§ Exercise: Below are some records: retype them all exactly, but not the pictures.
*** Opening of Data to examine ***
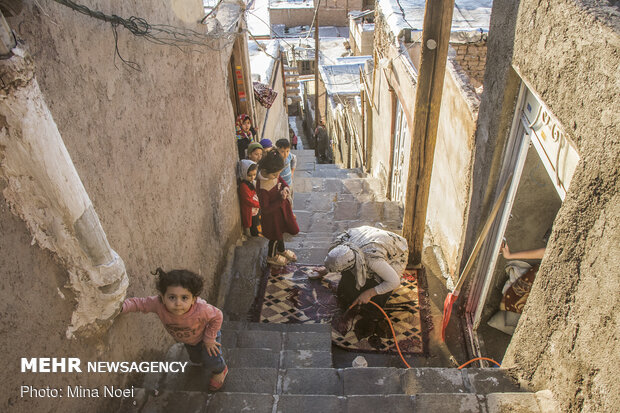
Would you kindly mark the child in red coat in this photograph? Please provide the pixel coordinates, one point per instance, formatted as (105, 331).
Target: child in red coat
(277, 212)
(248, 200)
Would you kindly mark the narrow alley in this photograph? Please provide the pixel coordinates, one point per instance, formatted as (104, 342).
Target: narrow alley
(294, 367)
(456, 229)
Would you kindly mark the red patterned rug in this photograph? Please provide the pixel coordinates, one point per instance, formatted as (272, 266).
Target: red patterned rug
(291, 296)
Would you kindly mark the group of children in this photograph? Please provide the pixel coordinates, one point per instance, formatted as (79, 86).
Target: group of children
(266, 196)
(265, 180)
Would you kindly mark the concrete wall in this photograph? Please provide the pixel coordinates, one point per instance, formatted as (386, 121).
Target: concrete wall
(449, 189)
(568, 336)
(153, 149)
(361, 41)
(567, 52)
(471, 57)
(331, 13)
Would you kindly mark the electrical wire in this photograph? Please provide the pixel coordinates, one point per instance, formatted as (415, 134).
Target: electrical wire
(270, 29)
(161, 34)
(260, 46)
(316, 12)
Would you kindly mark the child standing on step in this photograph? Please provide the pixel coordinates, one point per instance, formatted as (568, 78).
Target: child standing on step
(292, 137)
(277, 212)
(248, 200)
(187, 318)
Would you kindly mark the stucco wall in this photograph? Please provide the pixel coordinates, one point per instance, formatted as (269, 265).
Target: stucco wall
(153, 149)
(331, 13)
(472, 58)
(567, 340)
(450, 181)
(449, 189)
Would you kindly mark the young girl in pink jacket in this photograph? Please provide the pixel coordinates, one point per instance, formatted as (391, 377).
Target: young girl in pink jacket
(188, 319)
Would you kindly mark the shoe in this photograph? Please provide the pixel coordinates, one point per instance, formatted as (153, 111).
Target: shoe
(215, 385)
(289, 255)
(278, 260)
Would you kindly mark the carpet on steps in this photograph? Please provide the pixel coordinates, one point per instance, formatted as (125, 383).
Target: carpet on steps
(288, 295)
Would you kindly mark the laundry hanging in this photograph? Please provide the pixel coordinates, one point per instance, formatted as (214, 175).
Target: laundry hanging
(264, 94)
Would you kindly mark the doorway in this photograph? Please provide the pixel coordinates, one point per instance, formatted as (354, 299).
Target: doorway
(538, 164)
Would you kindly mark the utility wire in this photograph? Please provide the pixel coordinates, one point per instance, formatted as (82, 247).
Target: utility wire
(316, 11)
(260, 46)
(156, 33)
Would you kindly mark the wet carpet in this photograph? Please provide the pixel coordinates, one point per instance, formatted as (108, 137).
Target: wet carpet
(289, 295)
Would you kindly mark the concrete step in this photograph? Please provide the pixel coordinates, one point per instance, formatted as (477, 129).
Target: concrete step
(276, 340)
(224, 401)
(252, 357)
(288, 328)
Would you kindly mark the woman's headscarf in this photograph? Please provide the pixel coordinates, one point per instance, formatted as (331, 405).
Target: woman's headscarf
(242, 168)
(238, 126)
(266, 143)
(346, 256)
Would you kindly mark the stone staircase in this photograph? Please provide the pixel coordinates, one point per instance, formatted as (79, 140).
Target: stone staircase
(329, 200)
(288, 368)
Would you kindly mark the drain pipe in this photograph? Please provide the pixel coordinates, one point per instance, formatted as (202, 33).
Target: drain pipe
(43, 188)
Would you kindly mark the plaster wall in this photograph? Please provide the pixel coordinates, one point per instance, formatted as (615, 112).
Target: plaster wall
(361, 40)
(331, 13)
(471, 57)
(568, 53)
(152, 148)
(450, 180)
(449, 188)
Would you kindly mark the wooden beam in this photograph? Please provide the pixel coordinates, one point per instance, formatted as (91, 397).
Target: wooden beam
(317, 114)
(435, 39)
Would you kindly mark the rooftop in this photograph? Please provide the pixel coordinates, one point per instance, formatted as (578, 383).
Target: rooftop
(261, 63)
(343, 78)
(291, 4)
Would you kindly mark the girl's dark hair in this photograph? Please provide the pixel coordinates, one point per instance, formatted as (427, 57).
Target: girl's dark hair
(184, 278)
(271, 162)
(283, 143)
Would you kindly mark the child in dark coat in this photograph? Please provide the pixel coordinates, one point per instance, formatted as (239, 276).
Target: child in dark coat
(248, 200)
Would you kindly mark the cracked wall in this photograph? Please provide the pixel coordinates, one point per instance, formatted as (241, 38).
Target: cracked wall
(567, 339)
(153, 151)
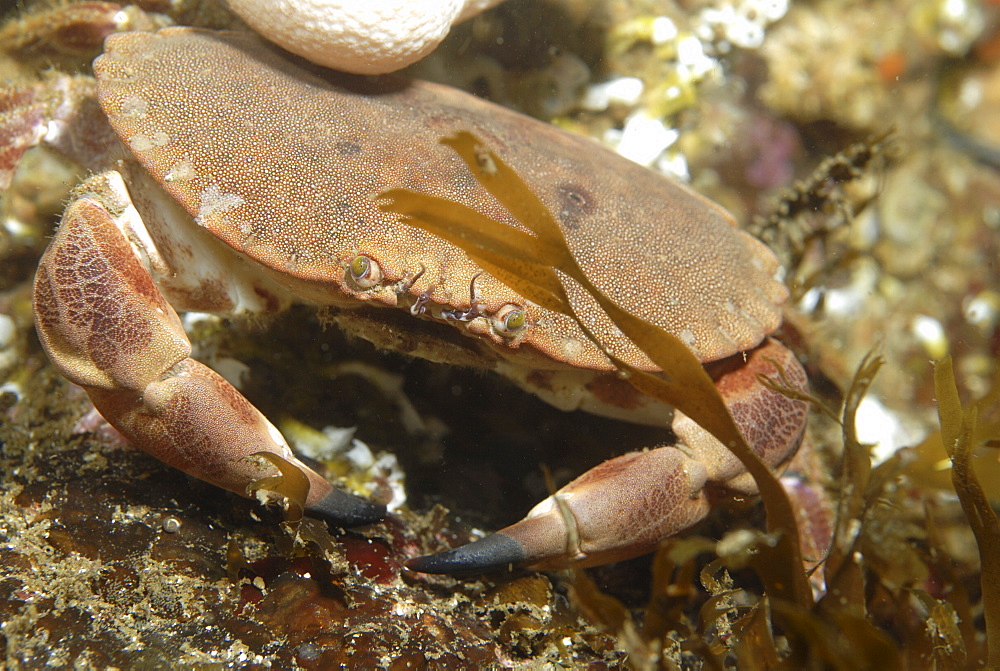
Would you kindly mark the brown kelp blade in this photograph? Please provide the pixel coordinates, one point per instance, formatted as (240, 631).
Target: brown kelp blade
*** Close of Data to examine ***
§ Result below:
Would you kindly mark the child in red coat in this photograph? Please provide the pixel coordinates, one point per instance, formatted as (105, 331).
Target: child in red coat
(277, 212)
(248, 200)
Would you kindly mark the narrow alley in this photograph? Please provide the pixel coordinates, one point per instance, formatted as (104, 342).
Target: narrow alley
(294, 367)
(456, 229)
Would you kindly mark the red patterned rug in this photograph? Please provide the pixel coordinates, one point per instance, formatted as (272, 266).
Target: red patterned rug
(291, 296)
Would you kindly mark the group of children in this photograph? Please provide the pixel coordinates, one point per instance, formatted as (79, 86).
Target: group of children
(266, 196)
(265, 180)
Would you kindly mark the concrete wall in this photograph? Please provide the pixel coordinates, one point per instance, formatted as (386, 121).
Target: concrete wall
(449, 189)
(568, 336)
(153, 149)
(361, 41)
(567, 52)
(471, 57)
(331, 13)
Would you kindly mark the electrical wire in this photograph? Please provide the pixel coordinates, one point per instance, formatted as (415, 134).
Target: electrical wire
(270, 29)
(161, 34)
(260, 46)
(316, 12)
Would you kindly mark the child standing on step in this photograph? Please provide the pixel coordinates, one point per instance, formatted as (568, 78).
Target: child standing on step
(292, 137)
(277, 212)
(248, 200)
(187, 318)
Would you kindly mark the stucco wall in this photograph? Please provide the pixel coordinates, one point per instance, formatted as (269, 265).
Target: stucco wall
(153, 149)
(331, 13)
(472, 58)
(567, 340)
(450, 181)
(449, 189)
Would you kindly mark the young girl in pink jacket in this photograph? Please provide the pixel coordinates, one point per instance, formatted as (391, 377).
Target: young girl in pink jacket
(188, 319)
Would you kindly mark the shoe in this photograph? Please provide the pixel coordinates, one point per instance, formatted as (153, 111).
Target: shoe
(215, 385)
(289, 255)
(278, 260)
Would you kindly mark the carpet on steps in this photograph? Please provide the pixel coordinates, one point per instance, formatted as (125, 383).
Target: carpet on steps
(288, 295)
Would you kindly mark the laundry hanging in this photograph? Please provide the pixel coordinates, one point per instance, formatted as (214, 175).
Target: laundry hanging
(264, 94)
Would you kindly mark the doorway in this photograph? Please provide the pixel coordinates, one point per instance, formatted as (354, 299).
Target: doorway
(538, 164)
Would you kindly mark the utility wire in this photograph? Please provide the pixel coordinates, one point per instance, formatted as (82, 247).
Target: utility wire
(316, 11)
(260, 46)
(156, 33)
Would you kindly mark the wet carpet in this photograph? Please provide the pixel coordinates, one point per instance, formatted as (108, 137).
Target: wet carpet
(289, 295)
Would you kindly mark the concrete step in this photograph? Please provide the pixel coordinates, one point per instance, formatted as (477, 129).
Target: concrete step
(276, 340)
(224, 401)
(252, 357)
(288, 328)
Would you kindly mark the woman's headscarf in this photograph? Please provide the pixel coordinates, one point per instance, formatted as (331, 405).
Target: woman's headscarf
(242, 168)
(238, 126)
(266, 143)
(346, 256)
Would you kindly mark the stone staircase in this photograph? Please provide the pixel coordinates, one point per instance, formatted as (79, 140).
Target: stone staircase
(329, 200)
(288, 368)
Would you kindly mark the drain pipe in this photograph? Please provide the pixel coordinates, one point per instance, formatted as (202, 33).
Target: drain pipe
(43, 188)
Would you kindly mark the plaster wall in this photograph? Please provide the pixel coordinates, one point per instance, formatted as (615, 112).
Target: plaster wall
(361, 40)
(331, 13)
(471, 57)
(568, 53)
(152, 148)
(450, 180)
(449, 188)
Would you kindly mark the wooden beam in this photograph? Please provide the pixel coordinates, one point per instance, formatted as (91, 397).
Target: wooden beam
(317, 114)
(435, 39)
Would you kindly mark the rooftop in this photograph? Please provide the pixel coordinates, one point per instance, formatted as (578, 383).
Target: rooftop
(261, 63)
(343, 78)
(291, 4)
Would you kindly mark the girl's dark hair in this photograph? Please provide the pixel coordinates, one point per instance, formatted as (427, 57).
Target: girl's dark hair
(184, 278)
(271, 162)
(283, 143)
Would you kindly mark the child in dark coat in this photograph? Please provide the pixel coordinates, one point per instance, formatted as (239, 276).
Target: child in dark coat
(248, 200)
Would you kindly mark the cracked wall in this photograph? Please provide the pixel coordinates, one point per instance, formatted as (241, 38).
Target: cracked wall
(567, 339)
(153, 151)
Would you kindly mark the brown kelp blade in this photograph? Please provide the pixel coordinates, one point per instance, formatted as (240, 631).
Target: brown kelp blade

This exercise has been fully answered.